Document text>
Jit Optimizations: Inlining (II)

In a JIT compiler, inlining can become an expensive optimization (compile time wise): it can involve loading other classes or assemblies, doing security checks, etc... What's worse, even after doing all this expensive work, you may find out that the candidate for inlining wasn't really worth it, so you just have to throw away work you did, wasting not only time, but possibly affecting other things like working set (you loaded a class that you didn't really need).

Another reason the JIT has to be smart about what it inlines is due to how the JIT compiler works. To give you an idea, consider a function f() that will generate an optimal solution for a problem in O(N^2) steps and a function g() that solves the same problem, but not optimally, in O(N) steps. If you have a limited time to find the solution, a good approach could be doing the optimal solution for small Ns, and fallback to the non optimal, but fast, solver for larger Ns. In our case, the problem is generating good code, and N is a measure of the complexity of our input (code size, complexity of flowgraph, number of variables etc...). What does this have to do with inlining? Well, with inlining you are just making that N number bigger, which can result in us crossing the line (which in practice is not as well defined as in my example) that will make us generate less optimal code. This is a problem the VC team encountered with their IL generation (they do a lot of optimizations at an IL level, among others, inlining and they found out that very aggressive inlining was hurting the quality of the code our JIT generates)

What the task asks>
Please answer these questions from the text on JIT inlining above:
(a) Besides wasting time, what else can discarded inlining work affect?
(b) In how many steps does g() solve the problem?
(c) Which team found that very aggressive inlining was hurting the quality of the code the JIT generates?

Raw data>
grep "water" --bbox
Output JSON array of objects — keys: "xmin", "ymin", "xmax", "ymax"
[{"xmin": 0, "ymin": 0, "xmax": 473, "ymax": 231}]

Written response>
(a) Working set
(b) O(N) steps
(c) The VC team